§ SOURCE PASSAGE:
In Clojure We Trust

A piece of intertube about the Clojure programming language, algorithms and Emacs.

When-let Maybe?

In this post we will see how to incrementally develop a macro similar to when-let but more flexible.


When-let is useful to both bind one variable and do a test on the bind value in one operation. One common usage is:

(when-let [something (get-something arg1 arg2)]
   (do-stuff something))


This is equivalent to this code:

(let [something (get-something arg1 arg2)]
   (when something
      (do-stuff something)))

but with a more concise form.

When-let only executes the code after the binding if the value assigned in the let form is logically true, that is only if the value is not nil or false. In our example, this means that if get-something returns false then do-stuff will not be executed. Sometimes this is not enough and we want to execute the code even for false values. For instance if we are getting our data from a database and false values are acceptable but nil values are not, or if our functions return nil on error.

We could define a when-nlet macro which does what when-let does but executes the body whenever the binded value is not nil. By spying the code from clojure.core we obtain:

(defmacro when-nlet [bindings & body]
  (when (not= (count bindings) 2)
    (throw (IllegalArgumentException.
            "when-nlet requires an even number of forms in binding vector")))

§ MATERIAL SHOWN:
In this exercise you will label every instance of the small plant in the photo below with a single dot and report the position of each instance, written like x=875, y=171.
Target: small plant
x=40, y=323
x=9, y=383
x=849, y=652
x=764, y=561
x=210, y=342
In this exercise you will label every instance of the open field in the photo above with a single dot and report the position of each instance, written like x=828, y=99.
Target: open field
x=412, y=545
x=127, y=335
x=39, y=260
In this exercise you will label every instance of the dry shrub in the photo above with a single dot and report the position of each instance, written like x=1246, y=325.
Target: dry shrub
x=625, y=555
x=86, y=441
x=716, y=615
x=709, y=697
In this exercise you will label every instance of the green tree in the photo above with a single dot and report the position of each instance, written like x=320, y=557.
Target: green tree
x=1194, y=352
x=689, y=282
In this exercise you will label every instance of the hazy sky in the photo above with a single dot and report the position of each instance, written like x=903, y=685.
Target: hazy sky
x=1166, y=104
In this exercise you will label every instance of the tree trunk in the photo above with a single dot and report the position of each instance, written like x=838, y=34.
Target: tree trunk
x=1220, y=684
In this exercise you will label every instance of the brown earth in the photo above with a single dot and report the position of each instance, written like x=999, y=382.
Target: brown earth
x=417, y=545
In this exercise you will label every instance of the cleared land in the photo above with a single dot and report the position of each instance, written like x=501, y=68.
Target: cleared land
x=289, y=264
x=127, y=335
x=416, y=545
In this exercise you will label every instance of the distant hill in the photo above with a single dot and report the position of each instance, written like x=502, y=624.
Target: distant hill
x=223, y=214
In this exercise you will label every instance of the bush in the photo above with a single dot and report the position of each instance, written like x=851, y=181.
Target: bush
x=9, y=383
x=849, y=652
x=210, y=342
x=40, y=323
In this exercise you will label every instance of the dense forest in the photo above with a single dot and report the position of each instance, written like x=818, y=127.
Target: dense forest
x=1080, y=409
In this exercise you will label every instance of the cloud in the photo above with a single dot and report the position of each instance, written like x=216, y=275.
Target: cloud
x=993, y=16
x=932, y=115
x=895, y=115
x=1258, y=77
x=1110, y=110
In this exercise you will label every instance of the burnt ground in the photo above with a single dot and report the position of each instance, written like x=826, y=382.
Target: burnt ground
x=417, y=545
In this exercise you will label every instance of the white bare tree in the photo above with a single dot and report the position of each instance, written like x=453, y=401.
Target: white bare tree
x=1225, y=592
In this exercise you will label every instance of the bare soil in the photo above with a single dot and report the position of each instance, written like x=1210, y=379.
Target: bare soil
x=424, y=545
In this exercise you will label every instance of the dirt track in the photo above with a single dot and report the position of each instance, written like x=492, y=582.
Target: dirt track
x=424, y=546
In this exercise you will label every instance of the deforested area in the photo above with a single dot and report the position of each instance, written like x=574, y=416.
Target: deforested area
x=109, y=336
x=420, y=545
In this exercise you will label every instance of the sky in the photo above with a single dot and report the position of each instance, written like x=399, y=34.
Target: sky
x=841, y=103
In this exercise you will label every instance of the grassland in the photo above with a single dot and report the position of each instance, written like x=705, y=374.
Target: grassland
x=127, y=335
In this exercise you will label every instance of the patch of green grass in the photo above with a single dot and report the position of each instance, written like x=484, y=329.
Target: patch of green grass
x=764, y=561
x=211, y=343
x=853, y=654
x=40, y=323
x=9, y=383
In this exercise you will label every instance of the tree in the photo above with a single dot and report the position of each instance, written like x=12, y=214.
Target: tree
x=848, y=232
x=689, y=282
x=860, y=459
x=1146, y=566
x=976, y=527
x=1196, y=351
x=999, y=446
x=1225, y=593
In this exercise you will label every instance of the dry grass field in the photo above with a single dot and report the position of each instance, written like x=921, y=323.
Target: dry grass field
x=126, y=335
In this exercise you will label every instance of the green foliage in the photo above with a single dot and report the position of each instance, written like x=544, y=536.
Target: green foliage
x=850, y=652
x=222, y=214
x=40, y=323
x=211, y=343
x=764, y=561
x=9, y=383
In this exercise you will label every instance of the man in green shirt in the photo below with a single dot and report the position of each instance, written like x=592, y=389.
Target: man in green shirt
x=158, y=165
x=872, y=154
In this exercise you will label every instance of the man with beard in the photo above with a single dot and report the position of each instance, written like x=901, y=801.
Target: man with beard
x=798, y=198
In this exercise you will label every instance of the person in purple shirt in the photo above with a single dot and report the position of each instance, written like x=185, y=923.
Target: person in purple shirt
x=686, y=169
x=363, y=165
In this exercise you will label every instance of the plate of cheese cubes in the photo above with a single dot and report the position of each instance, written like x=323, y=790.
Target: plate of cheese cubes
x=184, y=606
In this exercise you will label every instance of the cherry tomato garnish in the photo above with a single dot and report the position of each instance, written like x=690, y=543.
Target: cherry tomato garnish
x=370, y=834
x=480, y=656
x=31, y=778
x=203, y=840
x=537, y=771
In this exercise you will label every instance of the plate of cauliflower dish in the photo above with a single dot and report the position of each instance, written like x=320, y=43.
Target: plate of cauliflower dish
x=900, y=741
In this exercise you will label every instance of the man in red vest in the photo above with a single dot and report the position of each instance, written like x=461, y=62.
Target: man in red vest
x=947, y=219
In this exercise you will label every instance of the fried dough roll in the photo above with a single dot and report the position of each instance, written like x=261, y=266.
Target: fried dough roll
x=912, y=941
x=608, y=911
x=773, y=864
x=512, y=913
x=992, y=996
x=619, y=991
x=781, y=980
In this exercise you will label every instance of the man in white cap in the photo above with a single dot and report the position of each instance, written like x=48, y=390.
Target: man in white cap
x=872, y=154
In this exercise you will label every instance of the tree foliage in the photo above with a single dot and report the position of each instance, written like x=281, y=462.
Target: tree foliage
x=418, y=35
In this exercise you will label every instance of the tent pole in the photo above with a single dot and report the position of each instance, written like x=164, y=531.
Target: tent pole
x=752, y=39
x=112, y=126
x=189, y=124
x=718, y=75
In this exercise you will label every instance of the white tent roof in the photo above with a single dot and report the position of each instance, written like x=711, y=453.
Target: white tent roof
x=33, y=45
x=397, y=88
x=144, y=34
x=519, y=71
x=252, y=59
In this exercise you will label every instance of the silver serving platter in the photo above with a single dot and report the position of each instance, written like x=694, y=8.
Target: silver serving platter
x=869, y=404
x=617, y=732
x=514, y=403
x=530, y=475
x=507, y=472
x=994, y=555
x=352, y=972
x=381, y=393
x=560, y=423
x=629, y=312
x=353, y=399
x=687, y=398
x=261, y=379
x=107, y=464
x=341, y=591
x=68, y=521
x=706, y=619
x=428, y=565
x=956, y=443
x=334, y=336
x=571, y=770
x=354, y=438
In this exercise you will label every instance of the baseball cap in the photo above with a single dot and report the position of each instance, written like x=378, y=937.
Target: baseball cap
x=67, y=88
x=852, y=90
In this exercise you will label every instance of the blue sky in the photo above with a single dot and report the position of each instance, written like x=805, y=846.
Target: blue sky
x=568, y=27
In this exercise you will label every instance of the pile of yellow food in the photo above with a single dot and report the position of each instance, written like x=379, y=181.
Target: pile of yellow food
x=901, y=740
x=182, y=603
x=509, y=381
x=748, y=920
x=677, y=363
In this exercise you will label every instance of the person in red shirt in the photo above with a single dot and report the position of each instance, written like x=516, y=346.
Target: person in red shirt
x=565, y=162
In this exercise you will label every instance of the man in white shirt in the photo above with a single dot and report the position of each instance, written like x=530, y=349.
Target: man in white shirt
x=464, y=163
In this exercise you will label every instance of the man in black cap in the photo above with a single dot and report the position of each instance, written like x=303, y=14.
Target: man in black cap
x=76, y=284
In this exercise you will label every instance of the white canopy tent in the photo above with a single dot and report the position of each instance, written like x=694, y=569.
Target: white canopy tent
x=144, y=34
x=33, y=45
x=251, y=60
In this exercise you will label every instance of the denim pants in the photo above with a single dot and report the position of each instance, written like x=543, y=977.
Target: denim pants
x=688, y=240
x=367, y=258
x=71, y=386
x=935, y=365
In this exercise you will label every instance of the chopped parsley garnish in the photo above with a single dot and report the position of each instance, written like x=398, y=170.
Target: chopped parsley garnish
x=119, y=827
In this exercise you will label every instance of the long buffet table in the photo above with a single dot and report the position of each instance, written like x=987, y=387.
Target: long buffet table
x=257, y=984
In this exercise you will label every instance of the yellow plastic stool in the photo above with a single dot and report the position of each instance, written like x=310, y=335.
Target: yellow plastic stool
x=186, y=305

§ SHORT TASK A:
In the when-let post, when does when-let run the code that follows the binding?
§ SHORT TASK B:
Please carry the when-let post forward from the point where it stops.

§ EXPECTED ANSWER A:
Only when the bound value is logically true, meaning it is neither nil nor false.

§ EXPECTED ANSWER B:
  (let [form (bindings 0)
        tst (bindings 1)]
    `(let [temp# ~tst]
        (when (not (nil? temp#))
          (let [~form temp#]
            ~@body)))))

This is fine. But what if we need multiple values to be bound and multiple checks on them?

We could write:

(when-nlet [val1 (get-something arg1 arg2)]
  (when-nlet [val2 (get-something2 val1)]
     (when-nlet [val3 (get-something3 val2]
        (do-stuff val1 val2 val3))))

This is not satisfying. What about writing a when-nlet* macro that does multiple binds?

We could call it like that:

(when-nlet* [val1 (get-something arg1 arg2)
val2 (get-something2 val1)
val3 (get-something3 val2)]
(do-stuff val1 val2 val3))

and it would produce multiple calls to when-nlet.

Here it is:

(defmacro when-nlet* [bindings & body]
  (when (not (even? (count bindings)))
    (throw (IllegalArgumentException.
            "when-nlet* requires an even number of forms in binding vector")))
  (let [whenlets (reduce (fn [sexpr bind]
                           (let [form (first bind)
                                 tst (second bind)]
                             (conj sexpr `(when-nlet [~form ~tst]))))
                         ()
                         (partition 2 bindings))
        body (cons 'do body)]
    `(->> ~body ~@whenlets)))

After the reduce the whenlets variable is assigned this list (we can see it by playing with macroexpand, macroexpand-1 and prn at the REPL): 

((when-nlet [val3 (get-something3 val2)]) (when-nlet [val2 (get-something2 val1)]) (when-nlet [val1 (get-something arg1 arg2)]))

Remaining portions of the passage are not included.